*Dataset records*:
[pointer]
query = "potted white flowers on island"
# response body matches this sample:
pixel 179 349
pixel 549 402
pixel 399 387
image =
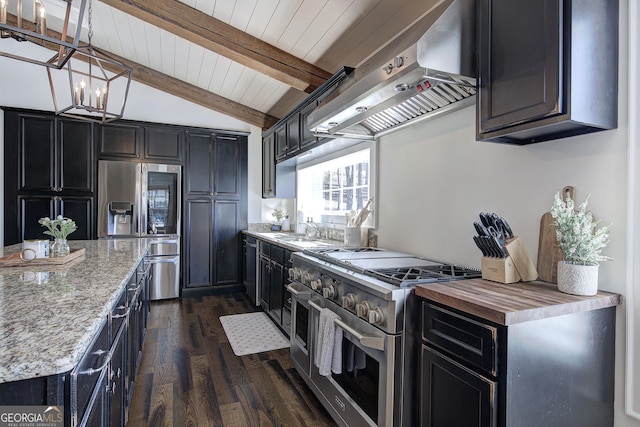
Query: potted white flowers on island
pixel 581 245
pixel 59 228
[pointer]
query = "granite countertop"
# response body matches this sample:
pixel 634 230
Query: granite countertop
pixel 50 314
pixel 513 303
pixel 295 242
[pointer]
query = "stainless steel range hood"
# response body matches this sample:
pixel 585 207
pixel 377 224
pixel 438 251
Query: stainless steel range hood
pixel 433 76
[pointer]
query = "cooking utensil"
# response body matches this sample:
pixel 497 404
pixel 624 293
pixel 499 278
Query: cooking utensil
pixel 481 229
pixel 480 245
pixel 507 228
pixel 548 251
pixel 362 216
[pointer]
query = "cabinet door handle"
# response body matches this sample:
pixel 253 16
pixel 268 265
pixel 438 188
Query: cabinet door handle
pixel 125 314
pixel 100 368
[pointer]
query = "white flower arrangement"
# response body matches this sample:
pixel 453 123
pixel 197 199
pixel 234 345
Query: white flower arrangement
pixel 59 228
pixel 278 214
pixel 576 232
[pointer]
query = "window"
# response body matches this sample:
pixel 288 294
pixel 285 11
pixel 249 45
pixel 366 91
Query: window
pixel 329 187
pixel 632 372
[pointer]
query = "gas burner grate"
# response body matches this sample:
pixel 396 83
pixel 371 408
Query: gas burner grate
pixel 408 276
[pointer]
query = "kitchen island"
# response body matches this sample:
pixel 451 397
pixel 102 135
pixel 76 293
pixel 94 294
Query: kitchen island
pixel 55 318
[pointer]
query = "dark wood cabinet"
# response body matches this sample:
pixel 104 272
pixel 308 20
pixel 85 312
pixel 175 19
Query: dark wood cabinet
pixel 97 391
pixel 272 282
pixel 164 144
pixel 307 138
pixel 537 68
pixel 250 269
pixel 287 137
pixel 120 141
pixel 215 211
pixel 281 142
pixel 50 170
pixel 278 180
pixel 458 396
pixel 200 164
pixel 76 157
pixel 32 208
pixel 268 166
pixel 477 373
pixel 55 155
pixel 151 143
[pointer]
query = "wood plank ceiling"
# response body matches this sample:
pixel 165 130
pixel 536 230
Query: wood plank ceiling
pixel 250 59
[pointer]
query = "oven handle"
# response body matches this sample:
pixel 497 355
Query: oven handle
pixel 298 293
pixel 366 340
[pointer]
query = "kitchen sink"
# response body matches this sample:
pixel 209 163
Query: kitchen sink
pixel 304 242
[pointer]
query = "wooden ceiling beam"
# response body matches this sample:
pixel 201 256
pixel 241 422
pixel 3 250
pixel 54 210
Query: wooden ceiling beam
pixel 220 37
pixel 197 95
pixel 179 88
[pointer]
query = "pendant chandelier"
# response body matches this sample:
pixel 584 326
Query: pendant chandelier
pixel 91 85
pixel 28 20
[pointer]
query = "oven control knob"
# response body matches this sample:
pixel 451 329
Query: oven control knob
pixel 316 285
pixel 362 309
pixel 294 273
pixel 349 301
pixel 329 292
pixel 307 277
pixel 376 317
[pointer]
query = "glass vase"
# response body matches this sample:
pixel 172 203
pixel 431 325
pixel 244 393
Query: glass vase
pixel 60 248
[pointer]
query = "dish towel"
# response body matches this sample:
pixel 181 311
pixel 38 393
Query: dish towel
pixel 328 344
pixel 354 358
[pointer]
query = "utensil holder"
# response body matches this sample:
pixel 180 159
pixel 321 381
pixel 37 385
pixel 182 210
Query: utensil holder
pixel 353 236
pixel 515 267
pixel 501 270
==
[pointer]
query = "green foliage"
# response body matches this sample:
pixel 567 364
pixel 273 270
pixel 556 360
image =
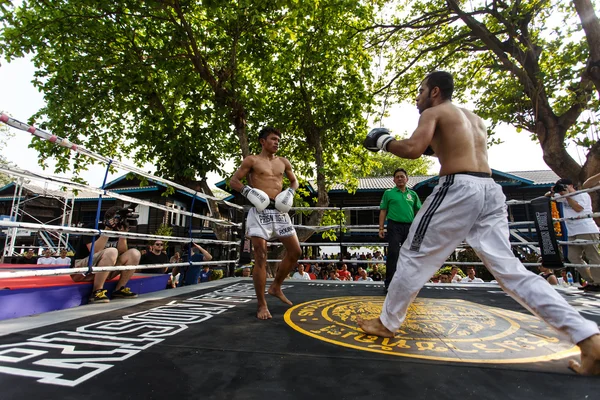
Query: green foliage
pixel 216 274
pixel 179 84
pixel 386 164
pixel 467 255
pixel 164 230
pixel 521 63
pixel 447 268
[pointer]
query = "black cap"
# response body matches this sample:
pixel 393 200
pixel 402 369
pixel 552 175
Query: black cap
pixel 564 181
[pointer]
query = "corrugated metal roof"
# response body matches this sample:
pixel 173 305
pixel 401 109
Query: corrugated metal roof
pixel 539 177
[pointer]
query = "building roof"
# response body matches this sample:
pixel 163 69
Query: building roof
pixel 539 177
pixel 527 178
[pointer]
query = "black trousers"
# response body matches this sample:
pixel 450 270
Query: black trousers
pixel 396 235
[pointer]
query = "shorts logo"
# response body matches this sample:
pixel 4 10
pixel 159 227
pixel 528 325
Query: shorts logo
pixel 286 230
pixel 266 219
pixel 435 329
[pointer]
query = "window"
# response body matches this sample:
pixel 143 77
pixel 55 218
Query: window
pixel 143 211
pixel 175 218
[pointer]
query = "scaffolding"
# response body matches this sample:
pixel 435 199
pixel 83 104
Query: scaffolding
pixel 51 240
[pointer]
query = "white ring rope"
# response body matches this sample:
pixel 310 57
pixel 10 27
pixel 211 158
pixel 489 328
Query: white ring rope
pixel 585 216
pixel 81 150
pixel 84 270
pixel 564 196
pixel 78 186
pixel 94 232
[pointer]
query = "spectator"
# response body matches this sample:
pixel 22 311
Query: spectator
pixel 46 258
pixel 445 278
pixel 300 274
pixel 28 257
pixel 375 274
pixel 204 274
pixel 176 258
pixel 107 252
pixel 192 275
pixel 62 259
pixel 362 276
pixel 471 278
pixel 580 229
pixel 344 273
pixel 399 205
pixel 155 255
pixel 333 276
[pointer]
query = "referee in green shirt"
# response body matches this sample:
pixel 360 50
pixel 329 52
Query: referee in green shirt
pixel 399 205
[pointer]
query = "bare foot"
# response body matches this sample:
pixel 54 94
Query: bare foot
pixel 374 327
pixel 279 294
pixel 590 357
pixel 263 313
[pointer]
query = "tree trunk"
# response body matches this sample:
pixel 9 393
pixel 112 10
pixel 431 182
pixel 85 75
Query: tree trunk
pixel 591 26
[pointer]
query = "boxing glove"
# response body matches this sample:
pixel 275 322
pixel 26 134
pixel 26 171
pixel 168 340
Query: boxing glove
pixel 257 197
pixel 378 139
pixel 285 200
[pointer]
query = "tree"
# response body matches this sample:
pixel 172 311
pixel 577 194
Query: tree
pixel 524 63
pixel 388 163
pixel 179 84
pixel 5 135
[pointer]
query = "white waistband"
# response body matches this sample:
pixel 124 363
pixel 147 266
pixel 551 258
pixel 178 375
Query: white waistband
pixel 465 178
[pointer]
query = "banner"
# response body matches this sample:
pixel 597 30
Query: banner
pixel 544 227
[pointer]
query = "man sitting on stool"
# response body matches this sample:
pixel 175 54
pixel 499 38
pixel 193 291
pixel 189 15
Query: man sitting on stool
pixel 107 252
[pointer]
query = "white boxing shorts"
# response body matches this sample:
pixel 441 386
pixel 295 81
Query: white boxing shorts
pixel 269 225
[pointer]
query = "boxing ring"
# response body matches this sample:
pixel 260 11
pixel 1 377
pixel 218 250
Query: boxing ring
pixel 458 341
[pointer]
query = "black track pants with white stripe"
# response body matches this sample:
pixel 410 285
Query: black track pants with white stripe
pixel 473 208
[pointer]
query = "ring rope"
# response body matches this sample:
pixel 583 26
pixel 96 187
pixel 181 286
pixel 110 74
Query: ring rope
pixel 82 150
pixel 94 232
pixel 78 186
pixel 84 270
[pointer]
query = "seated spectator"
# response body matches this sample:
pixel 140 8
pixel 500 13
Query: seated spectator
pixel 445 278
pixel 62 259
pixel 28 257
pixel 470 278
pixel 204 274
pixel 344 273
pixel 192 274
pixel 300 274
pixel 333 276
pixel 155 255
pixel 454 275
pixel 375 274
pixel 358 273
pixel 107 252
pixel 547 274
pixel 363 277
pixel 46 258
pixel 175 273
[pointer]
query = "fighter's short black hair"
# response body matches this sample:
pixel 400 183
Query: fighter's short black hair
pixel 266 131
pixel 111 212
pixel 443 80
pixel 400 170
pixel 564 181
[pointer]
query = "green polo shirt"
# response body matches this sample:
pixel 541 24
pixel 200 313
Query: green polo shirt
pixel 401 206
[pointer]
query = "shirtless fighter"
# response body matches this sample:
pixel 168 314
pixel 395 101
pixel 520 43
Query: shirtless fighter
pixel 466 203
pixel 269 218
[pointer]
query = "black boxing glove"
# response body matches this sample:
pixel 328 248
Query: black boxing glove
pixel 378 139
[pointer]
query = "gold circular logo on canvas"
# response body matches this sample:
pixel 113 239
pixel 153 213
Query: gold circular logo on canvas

*Work to complete*: Please gather every line in the records above that contains the string "seated" and copy each one in full. Case counts when matching.

*Full output*:
query = "seated spectator"
Query: seated spectator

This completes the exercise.